Short task
Lay out each line of the items below as a JSON list of strings, one string per line, and leave out any blank lines.

#### Provided material ####

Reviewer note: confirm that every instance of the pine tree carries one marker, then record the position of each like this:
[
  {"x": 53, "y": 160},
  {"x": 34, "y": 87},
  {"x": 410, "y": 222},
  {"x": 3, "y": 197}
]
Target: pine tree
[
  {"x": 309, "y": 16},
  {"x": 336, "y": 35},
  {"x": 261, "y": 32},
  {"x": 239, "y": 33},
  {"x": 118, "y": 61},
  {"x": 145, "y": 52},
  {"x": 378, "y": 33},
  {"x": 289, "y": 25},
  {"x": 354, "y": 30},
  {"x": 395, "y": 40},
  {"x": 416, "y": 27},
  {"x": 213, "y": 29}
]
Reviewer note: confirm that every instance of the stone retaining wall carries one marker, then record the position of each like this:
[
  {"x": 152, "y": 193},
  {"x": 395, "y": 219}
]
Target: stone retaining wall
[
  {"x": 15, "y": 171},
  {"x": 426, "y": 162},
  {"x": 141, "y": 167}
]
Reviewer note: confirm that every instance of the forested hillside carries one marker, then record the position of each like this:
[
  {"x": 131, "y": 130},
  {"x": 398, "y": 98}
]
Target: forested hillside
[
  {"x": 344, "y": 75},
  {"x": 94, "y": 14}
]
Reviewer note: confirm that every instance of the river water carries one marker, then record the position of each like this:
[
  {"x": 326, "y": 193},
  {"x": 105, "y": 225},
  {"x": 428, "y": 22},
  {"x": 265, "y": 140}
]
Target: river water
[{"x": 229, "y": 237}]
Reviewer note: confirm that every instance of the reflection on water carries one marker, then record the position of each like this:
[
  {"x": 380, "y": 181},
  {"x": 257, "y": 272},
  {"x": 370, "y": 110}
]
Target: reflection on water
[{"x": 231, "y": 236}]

####

Task result
[
  "Reviewer note: confirm that every instance of the pine tree carries one marker, then record the position of each like this:",
  "[",
  "  {\"x\": 53, \"y\": 160},",
  "  {\"x\": 34, \"y\": 87},",
  "  {\"x\": 410, \"y\": 222},",
  "  {\"x\": 3, \"y\": 197}",
  "]",
  "Target: pine tree",
  "[",
  "  {\"x\": 309, \"y\": 16},",
  "  {\"x\": 336, \"y\": 35},",
  "  {\"x\": 261, \"y\": 32},",
  "  {\"x\": 239, \"y\": 33},",
  "  {\"x\": 118, \"y\": 61},",
  "  {\"x\": 145, \"y\": 52},",
  "  {\"x\": 378, \"y\": 33},",
  "  {\"x\": 289, \"y\": 25},",
  "  {\"x\": 354, \"y\": 30},",
  "  {\"x\": 395, \"y\": 40},",
  "  {\"x\": 416, \"y\": 27},",
  "  {\"x\": 213, \"y\": 29}",
  "]",
  "Reviewer note: confirm that every instance of the stone retaining wall carries one marker, then record the position of each like this:",
  "[",
  "  {\"x\": 152, \"y\": 193},",
  "  {\"x\": 395, \"y\": 219}",
  "]",
  "Target: stone retaining wall",
  "[",
  "  {\"x\": 15, \"y\": 171},",
  "  {\"x\": 426, \"y\": 162},",
  "  {\"x\": 141, \"y\": 167}",
  "]",
  "Reviewer note: confirm that every instance of the forested hillside carries one marker, then record the position of each like this:",
  "[",
  "  {\"x\": 131, \"y\": 130},",
  "  {\"x\": 398, \"y\": 98}",
  "]",
  "Target: forested hillside",
  "[",
  "  {\"x\": 344, \"y\": 75},",
  "  {\"x\": 94, \"y\": 14}",
  "]",
  "Reviewer note: confirm that every instance of the river water carries one marker, then record the position of each like this:",
  "[",
  "  {\"x\": 326, \"y\": 193},",
  "  {\"x\": 105, \"y\": 225},",
  "  {\"x\": 428, \"y\": 22},",
  "  {\"x\": 265, \"y\": 140}",
  "]",
  "Target: river water",
  "[{\"x\": 229, \"y\": 237}]",
  "Reviewer note: confirm that every instance of the reflection on water carries one marker, then record the position of each like this:",
  "[",
  "  {\"x\": 380, \"y\": 181},",
  "  {\"x\": 257, \"y\": 272},",
  "  {\"x\": 370, \"y\": 110}",
  "]",
  "Target: reflection on water",
  "[{\"x\": 231, \"y\": 236}]"
]